Pointing dataset excerpts:
* * * * * * * * *
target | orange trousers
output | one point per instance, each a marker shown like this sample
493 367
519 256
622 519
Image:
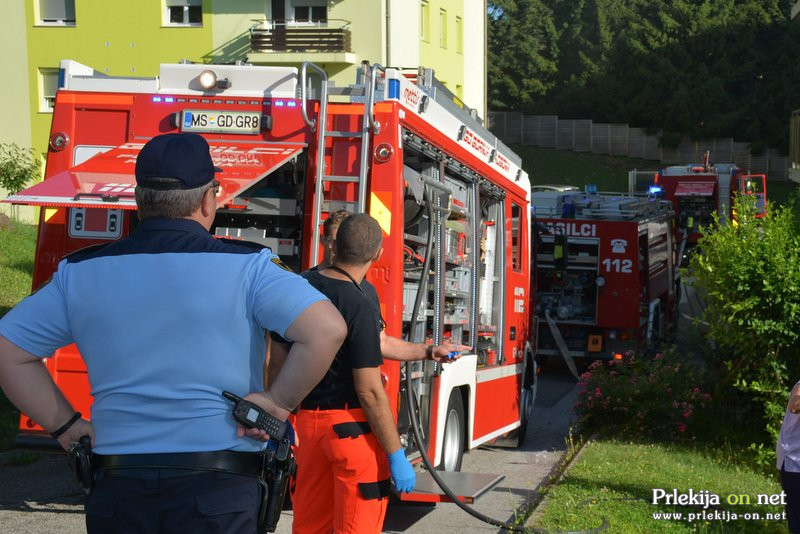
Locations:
343 476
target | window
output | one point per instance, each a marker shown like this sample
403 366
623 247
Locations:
184 13
443 28
459 36
318 14
424 21
516 235
57 12
48 85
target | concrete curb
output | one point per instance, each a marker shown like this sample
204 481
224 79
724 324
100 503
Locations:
557 474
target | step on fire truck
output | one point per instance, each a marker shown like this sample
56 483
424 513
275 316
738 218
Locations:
452 200
606 280
699 190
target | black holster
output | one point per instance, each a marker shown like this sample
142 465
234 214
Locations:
79 457
279 467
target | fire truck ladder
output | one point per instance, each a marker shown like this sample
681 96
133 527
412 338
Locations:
366 92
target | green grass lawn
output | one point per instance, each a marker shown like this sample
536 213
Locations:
614 481
17 247
550 166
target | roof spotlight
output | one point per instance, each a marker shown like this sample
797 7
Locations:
207 79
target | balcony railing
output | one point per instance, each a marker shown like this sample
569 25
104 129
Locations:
280 36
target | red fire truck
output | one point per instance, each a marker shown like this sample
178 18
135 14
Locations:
697 191
452 200
606 279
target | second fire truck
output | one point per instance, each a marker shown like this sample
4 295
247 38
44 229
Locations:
452 200
606 278
698 191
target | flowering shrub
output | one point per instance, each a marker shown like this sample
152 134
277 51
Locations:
659 397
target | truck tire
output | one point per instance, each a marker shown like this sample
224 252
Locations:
531 379
454 432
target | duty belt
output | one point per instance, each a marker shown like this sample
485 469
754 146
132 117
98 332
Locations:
240 463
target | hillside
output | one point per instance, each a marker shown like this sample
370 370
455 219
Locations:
609 173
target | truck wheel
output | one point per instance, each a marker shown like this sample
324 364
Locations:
528 399
454 432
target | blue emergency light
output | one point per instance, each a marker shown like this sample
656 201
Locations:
394 88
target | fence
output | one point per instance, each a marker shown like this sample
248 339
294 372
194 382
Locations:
548 131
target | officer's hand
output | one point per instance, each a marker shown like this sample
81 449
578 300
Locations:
794 399
273 445
403 474
81 428
447 352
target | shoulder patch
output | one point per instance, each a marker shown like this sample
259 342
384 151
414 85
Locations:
242 243
277 261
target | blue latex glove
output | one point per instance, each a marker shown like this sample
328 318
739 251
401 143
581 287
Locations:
273 445
403 474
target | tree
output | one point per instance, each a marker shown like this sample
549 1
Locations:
18 166
749 272
522 53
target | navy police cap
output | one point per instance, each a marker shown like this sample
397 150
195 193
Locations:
183 157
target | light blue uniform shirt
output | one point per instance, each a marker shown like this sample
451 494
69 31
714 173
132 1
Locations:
165 320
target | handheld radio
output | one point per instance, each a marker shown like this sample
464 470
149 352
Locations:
251 415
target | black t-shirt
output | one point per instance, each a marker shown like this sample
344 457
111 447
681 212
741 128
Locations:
362 346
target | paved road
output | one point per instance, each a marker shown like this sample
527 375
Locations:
42 497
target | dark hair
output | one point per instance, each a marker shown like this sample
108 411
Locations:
172 203
333 221
359 239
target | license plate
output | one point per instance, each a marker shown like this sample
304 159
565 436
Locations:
239 122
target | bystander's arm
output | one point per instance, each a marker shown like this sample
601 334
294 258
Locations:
394 348
317 334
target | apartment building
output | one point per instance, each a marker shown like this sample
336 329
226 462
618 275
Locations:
133 38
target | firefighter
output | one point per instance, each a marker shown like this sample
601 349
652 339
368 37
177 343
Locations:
788 450
349 451
166 319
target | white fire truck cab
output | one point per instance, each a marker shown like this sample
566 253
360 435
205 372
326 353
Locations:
452 200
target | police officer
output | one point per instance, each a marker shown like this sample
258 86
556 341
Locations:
166 319
349 451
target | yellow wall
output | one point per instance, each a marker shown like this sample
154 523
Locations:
117 38
16 125
367 35
230 32
444 57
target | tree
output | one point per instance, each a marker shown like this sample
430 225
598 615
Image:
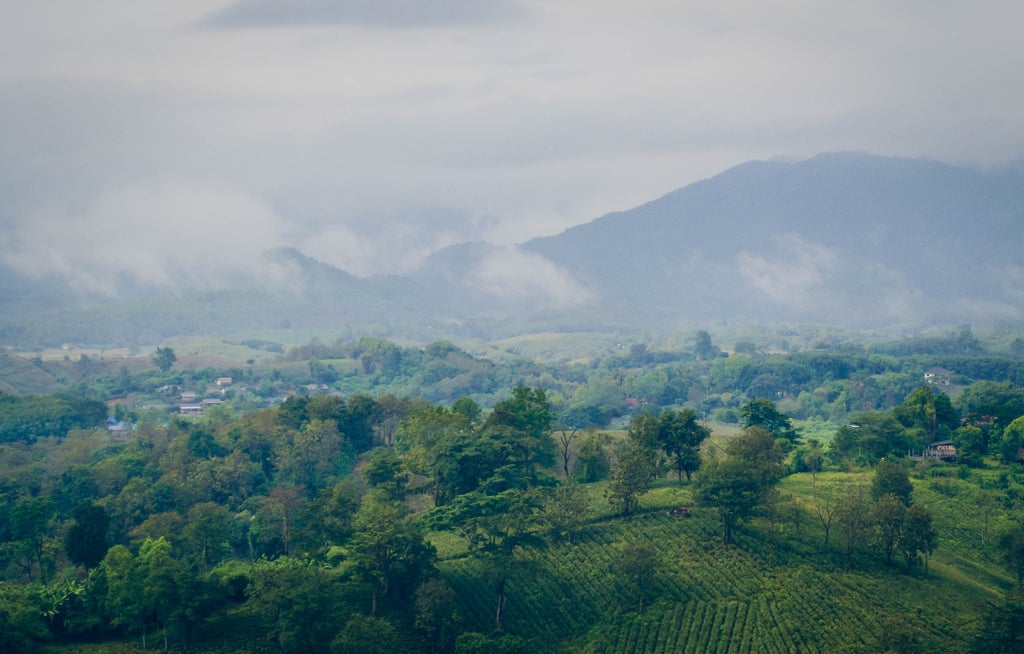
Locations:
637 562
868 437
825 502
527 415
680 436
1003 626
763 413
593 463
366 635
164 358
1011 547
86 540
1013 441
632 476
30 520
727 485
296 603
435 613
388 551
741 481
853 519
704 348
566 435
928 411
889 515
892 479
125 597
206 533
567 509
498 527
919 536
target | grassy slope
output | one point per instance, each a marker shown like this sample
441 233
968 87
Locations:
18 375
784 595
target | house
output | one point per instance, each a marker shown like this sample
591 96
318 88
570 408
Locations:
942 450
938 376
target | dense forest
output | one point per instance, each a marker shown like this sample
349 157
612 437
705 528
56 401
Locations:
367 496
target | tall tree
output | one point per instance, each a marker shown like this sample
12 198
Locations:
889 515
388 550
164 358
567 509
740 481
86 540
853 521
919 537
1011 547
681 436
498 528
632 476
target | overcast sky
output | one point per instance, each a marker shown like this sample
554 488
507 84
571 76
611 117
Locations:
186 137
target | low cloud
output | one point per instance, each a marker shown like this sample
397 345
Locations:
158 234
510 272
801 266
393 13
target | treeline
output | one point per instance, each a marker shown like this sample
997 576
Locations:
306 525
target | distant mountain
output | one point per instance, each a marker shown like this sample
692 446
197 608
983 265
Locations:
846 240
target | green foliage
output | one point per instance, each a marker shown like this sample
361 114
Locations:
763 413
297 603
1011 548
1003 627
86 540
681 436
366 635
164 358
632 475
892 478
22 625
34 417
741 481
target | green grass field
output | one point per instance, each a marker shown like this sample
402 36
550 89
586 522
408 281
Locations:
781 594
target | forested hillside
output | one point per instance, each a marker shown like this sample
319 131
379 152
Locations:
847 240
647 500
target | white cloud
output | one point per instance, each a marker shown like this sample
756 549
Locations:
518 119
167 235
510 272
804 267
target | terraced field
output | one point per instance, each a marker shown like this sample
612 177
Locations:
790 596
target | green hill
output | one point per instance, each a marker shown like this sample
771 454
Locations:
19 376
777 591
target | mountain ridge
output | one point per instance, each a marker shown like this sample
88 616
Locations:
844 238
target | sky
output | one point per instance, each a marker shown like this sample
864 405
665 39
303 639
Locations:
181 140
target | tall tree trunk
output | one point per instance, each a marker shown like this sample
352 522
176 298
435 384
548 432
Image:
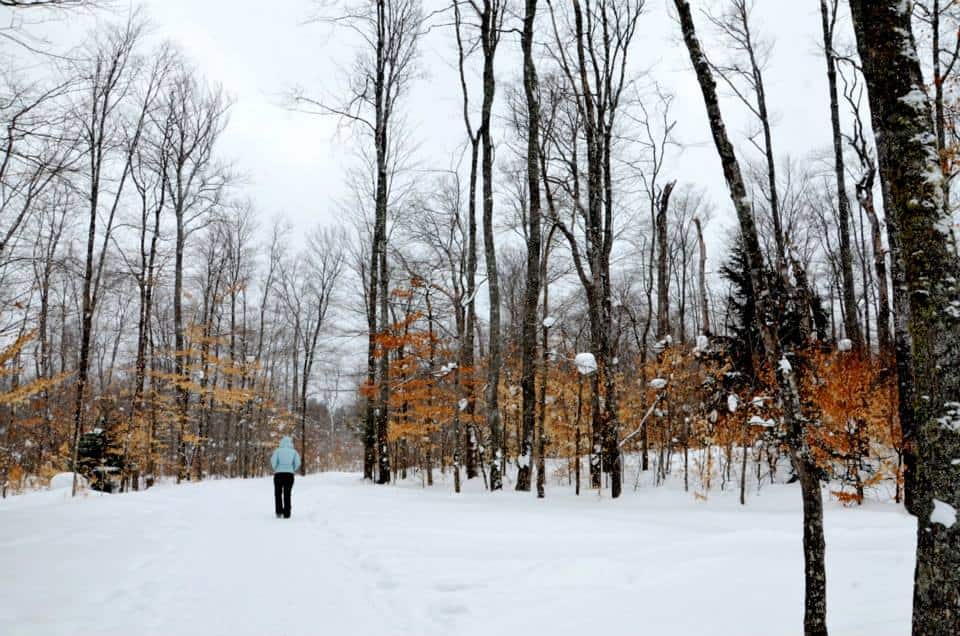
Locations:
531 296
702 280
489 37
815 605
381 127
851 323
663 274
926 302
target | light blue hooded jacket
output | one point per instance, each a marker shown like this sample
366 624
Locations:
285 459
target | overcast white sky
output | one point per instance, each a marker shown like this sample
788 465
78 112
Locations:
294 163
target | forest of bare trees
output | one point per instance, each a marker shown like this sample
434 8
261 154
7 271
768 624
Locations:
552 302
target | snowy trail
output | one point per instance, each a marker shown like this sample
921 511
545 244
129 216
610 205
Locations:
357 559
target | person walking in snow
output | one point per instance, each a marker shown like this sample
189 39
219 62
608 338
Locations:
285 461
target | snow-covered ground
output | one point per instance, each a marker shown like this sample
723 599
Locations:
357 559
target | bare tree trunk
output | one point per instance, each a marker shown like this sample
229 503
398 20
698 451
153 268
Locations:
926 298
815 609
532 290
702 273
490 37
663 275
851 323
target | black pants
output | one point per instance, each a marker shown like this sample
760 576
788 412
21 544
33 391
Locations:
282 485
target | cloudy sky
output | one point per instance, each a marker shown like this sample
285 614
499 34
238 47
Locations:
294 163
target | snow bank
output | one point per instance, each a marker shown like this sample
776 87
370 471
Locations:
194 559
64 481
586 363
943 513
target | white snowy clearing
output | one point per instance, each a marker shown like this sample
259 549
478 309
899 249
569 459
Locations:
358 559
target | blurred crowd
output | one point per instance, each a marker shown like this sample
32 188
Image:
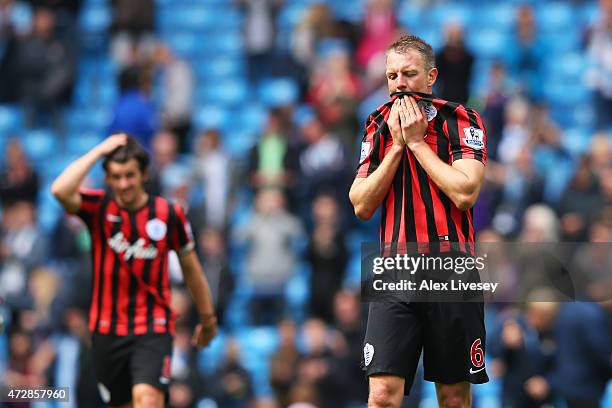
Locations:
273 225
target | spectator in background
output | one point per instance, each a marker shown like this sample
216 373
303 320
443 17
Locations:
29 361
164 155
22 247
260 35
133 112
520 186
320 368
334 92
600 76
18 180
177 85
600 152
327 255
316 25
213 256
270 234
15 21
283 364
347 313
213 168
524 351
133 25
454 62
584 353
516 132
498 95
579 202
186 386
322 161
379 29
272 161
524 54
45 70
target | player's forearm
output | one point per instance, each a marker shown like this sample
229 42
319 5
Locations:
68 182
367 195
456 184
199 289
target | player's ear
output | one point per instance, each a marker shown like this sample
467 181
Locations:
432 75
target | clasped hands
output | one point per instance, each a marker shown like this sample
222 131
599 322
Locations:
407 122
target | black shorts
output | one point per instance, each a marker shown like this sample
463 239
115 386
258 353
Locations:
452 335
124 361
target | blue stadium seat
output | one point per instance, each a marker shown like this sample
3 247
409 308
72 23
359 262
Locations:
278 92
40 144
563 41
354 13
185 45
210 357
297 292
95 19
11 119
410 16
441 14
291 15
487 42
239 142
499 15
210 117
80 143
224 67
195 18
555 16
250 118
49 210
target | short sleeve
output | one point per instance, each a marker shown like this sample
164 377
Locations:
181 236
467 135
91 201
371 151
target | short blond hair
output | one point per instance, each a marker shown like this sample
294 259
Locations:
412 42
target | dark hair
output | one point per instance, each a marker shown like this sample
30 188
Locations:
131 150
412 42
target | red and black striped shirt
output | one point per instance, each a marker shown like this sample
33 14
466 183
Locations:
415 210
131 288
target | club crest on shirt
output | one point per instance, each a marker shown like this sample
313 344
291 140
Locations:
368 353
156 229
473 137
365 149
429 109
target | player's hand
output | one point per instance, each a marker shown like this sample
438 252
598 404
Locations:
205 332
111 143
413 121
394 124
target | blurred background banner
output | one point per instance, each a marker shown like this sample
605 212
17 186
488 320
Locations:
253 112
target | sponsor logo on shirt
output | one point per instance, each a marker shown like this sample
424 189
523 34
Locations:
365 149
368 353
137 250
473 137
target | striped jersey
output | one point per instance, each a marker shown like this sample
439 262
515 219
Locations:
415 210
131 288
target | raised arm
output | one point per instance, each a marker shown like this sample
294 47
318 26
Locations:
66 186
200 292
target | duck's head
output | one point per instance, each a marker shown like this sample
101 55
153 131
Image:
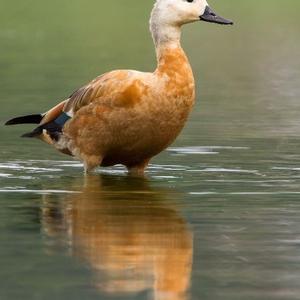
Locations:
180 12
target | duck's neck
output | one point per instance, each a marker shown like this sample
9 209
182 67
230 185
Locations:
170 55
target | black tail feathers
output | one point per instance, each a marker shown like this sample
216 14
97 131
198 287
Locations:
31 119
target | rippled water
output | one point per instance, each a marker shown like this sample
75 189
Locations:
217 216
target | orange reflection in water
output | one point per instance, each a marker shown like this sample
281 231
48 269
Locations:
130 235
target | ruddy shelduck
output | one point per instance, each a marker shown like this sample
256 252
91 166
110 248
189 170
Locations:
128 117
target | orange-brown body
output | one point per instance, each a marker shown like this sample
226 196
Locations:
127 117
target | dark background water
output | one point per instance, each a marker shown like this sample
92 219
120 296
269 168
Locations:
218 217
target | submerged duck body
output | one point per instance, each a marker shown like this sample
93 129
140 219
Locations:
127 117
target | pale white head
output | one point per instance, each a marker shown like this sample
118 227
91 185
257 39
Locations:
169 15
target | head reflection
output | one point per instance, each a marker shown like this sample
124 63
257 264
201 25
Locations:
129 234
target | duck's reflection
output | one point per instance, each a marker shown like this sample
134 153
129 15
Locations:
130 236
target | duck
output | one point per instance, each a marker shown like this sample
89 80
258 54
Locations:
128 117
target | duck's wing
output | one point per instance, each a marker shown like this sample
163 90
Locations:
114 89
105 89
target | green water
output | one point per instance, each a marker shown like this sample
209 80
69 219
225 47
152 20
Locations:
218 216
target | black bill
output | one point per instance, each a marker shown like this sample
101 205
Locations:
210 16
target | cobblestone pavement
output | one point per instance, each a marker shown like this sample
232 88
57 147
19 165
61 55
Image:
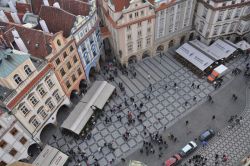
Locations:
166 105
233 142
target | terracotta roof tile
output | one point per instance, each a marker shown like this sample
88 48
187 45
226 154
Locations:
120 4
57 19
75 7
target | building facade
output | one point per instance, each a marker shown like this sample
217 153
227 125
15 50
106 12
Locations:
131 24
14 140
227 19
31 91
173 25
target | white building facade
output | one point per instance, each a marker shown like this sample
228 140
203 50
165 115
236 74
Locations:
227 19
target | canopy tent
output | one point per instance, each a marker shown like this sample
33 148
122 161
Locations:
221 49
243 45
50 156
96 96
194 56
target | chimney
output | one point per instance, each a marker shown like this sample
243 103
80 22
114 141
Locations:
44 26
45 2
3 17
15 17
19 42
56 4
12 6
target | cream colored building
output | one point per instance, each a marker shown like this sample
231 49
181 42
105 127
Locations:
30 91
14 140
131 23
228 19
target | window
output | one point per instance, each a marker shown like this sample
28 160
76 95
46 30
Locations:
35 123
23 140
69 65
73 78
204 14
13 152
129 37
58 61
3 144
27 70
74 59
71 48
79 71
130 47
50 83
139 24
62 72
65 55
58 42
17 79
68 84
2 163
57 96
41 91
25 110
50 105
33 100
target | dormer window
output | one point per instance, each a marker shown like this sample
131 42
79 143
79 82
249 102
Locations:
17 79
27 70
58 42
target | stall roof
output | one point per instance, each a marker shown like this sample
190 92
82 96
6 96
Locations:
194 56
97 96
243 45
50 157
221 49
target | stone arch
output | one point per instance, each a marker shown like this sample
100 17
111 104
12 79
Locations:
47 132
182 40
62 113
132 59
191 36
171 44
146 54
160 48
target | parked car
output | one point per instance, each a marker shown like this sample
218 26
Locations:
206 135
186 150
174 160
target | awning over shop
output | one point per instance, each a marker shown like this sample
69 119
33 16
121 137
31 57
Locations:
243 45
96 96
50 157
194 56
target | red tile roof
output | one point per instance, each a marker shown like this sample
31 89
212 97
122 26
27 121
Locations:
57 19
75 7
37 42
120 4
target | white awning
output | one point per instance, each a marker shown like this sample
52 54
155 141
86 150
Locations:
243 45
97 96
50 157
194 56
221 49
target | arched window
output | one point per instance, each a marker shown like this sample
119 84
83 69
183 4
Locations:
17 79
27 70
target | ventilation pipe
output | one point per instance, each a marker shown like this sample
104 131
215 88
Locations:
45 2
15 17
56 4
44 26
3 17
19 42
12 6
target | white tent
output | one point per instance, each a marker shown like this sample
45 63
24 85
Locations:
96 96
194 56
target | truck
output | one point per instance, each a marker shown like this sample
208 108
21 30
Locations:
217 72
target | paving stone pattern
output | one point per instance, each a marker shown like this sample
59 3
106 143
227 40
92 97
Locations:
164 107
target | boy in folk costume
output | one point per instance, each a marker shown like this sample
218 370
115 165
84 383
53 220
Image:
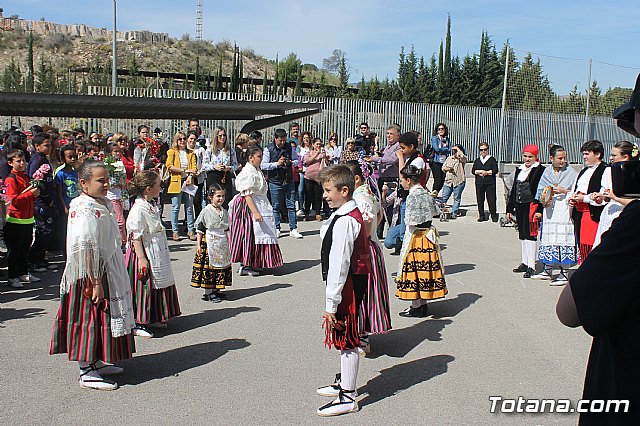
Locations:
523 204
95 319
148 258
586 210
346 263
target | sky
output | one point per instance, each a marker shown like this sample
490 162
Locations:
562 34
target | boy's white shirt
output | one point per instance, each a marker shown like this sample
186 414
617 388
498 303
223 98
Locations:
345 232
* * * * * * * * *
Restate word for word only the lines from the one with "target | stall roof" through the last line of the material, both included. Any picture should be left out.

target | stall roof
output | one point per instance, each a marker shown like this sample
190 92
82 96
6 96
Locations:
194 56
97 96
243 45
50 157
221 49
target | stone arch
output | one point per instance, each a marker shown like this sample
100 17
111 104
12 79
Locations:
47 132
182 40
62 113
132 59
191 36
171 44
146 54
160 48
target | parked car
output | one point per instance, each a marker shown like this sample
218 26
Locations:
206 135
186 150
174 160
target | awning over shop
output | one point per instance, each a marker shown like this sample
69 119
33 16
121 137
31 57
Locations:
243 45
96 96
50 157
194 56
target | red tile roof
output | one point per instance, each a marker shown like this sample
31 89
212 97
122 26
27 121
Locations:
57 19
75 7
37 42
120 4
target | white awning
output | one point per instance, each a marker shown like this sample
52 54
155 141
86 150
Locations:
243 45
97 96
50 157
194 56
221 49
target | arched window
output | one point per instance, each a marker shown like this sample
119 84
83 69
183 4
Locations:
17 79
27 70
target | ventilation pipe
output | one point per instance, each a marker shown like this sample
104 131
215 88
Locations:
45 2
15 17
56 4
44 26
3 17
19 42
12 6
target | white tent
output | one point per instance, each a marker shown like this sample
45 63
24 85
Locations:
96 96
194 56
target | truck
output | one point per instance, each a marker shown like this sample
208 108
21 30
Locations:
217 72
target | paving stone pattern
output | one point per instance, each a marker shown like this sample
59 3
106 143
227 40
92 97
Locations:
164 107
target | boy in folk costume
output | one point per instance, each a marker shown like this sample
218 370
115 165
84 383
53 220
Image:
Locations:
523 204
95 319
148 258
586 210
346 263
target | sky
output | one point per instance, each a marker shown like this sample
490 162
Locations:
562 34
target | boy's white shirt
output | one point per instance, each a marker shown like this sample
186 414
617 388
498 303
223 98
Locations:
345 232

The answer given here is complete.